§ **EXTRAIT SOURCE**:
********************

LIBYE. Où est passée ma Souveraineté?

 

Du (non) recours à la force dans les Relations internationales

 


***

 

Qui veut noyer son chien,

l’accusera toujours de la rage

 

 

 

Le retour à la diplomatie de la canonnière

dans la vie internationale?

 

 

 

 

 

 

 


Par Guy Rossatanga-Rignault

Professeur à l’Université de Libreville. Gabon.

 

***

Longtemps instrument privilégié de la projection de puissance des Etats, la diplomatie de la canonnière (qui consistait à tirer au canon à partir de la mer sur les côtes des pays qui ne payaient pas leurs dettes) a symbolisé, jusqu’à son abolition par la convention Drago-Porter de 1907, un certain état de  la vie des nations. Serions-nous entrain d’y revenir ? Des signes, trop de signes, le laissent penser.

Samedi 19 mars 2011, un sommet s’est réuni à Paris pour mettre en application une résolution du Conseil de Sécurité des Nations Unies : Pour protéger « les civils », le « peuple »  libyens contre Kadhafi, le canon doit tonner. Missiles de croisière et autres « bombes intelligentes » doivent s’abattre sur le sol africain pour empêcher un chien enragé (ainsi l’appelait Ronald Reagan) de continuer à mordre son peuple.

Est-il nécessaire de préciser qu’il n’y a ici nulle compassion, ni sympathie pour le chien enragé du moment?

Un de mes bons amis m’a dit : «C'est vrai que la souveraineté est tout ce qui reste à nos dictateurs pour nous imposer impunément leur dictat. Il est probable que l'Occident ne poursuive pas le même objectif que le peuple Libyen. Mais s'il peut permettre à la Lybie d'être débarrassée de son monstre, moi je dis tant mieux. Par la bombe ou par la barbarie d'un dictateur, il faut bien mourir de quelque chose ». Bien sûr, bien sûr ! Qui aime les dictateurs ? Tout le monde aime la liberté, n’est-ce pas ?

 

L’Union africaine, invitée, n’a pas participé à la grand’ messe de Paris. Elle a ensuite protesté contre l’opération occidentale (suivie de la Ligue arabe, qui avait pourtant participé au sommet de Paris). Il reste donc, a priori, un peu de raison à Addis. Et, quelles que soient les motivations qui fondent ce choix de l'UA, il doit être salué. Car participer au tribunal de l’Inquisition préparant la croisade revient à contribuer activement à l'écriture en cours du retour à une vie internationale frappée du sceau brûlant de la canonnière qui ne s'appliquera, à l’évidence, qu'aux plus faibles au nom, de la liberté, de la démocratie, des droits de l'Homme etc...

********************

§ **DONNÉES FOURNIES**:
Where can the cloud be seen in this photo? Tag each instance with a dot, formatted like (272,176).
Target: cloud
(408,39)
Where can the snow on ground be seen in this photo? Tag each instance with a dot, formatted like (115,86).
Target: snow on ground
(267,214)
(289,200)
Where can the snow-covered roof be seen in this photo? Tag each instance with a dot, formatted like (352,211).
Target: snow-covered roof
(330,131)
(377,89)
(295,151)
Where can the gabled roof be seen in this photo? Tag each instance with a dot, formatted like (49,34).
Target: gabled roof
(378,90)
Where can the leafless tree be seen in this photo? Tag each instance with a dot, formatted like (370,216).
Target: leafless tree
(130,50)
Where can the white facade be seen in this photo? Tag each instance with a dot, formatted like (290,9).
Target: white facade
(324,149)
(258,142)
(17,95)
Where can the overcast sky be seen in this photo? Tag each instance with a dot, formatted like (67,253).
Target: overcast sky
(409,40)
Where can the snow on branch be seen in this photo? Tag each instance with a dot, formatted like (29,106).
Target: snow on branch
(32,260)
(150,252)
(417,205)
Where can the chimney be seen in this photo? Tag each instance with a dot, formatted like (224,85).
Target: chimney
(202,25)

********************

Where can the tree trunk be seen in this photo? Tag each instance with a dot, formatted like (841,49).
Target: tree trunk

********************

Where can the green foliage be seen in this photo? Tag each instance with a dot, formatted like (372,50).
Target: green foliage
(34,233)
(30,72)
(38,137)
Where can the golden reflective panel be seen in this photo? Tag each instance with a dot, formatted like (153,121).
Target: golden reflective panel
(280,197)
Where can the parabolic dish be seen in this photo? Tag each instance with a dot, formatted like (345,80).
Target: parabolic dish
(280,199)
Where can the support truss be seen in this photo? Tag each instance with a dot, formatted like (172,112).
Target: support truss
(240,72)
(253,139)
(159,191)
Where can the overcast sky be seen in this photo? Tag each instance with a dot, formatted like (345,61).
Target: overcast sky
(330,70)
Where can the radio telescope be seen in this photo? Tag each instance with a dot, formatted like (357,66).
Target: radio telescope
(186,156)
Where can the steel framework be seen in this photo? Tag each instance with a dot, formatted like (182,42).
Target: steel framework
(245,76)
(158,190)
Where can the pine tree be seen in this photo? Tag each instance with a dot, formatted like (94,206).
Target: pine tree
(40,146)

********************

§ **CONSIGNE DONNÉE**:
Répondez à ces questions d'après l'extrait sur la Libye :
(a) En quelle année la convention Drago-Porter a-t-elle aboli la diplomatie de la canonnière ?
(b) Dans quelle ville le sommet du samedi 19 mars 2011 s'est-il réuni ?
(c) Quelle organisation a suivi l'Union africaine pour protester contre l'opération occidentale ?

§ **RÉSULTAT DE L'EXERCICE**:
(a) En 1907.
(b) À Paris.
(c) La Ligue arabe.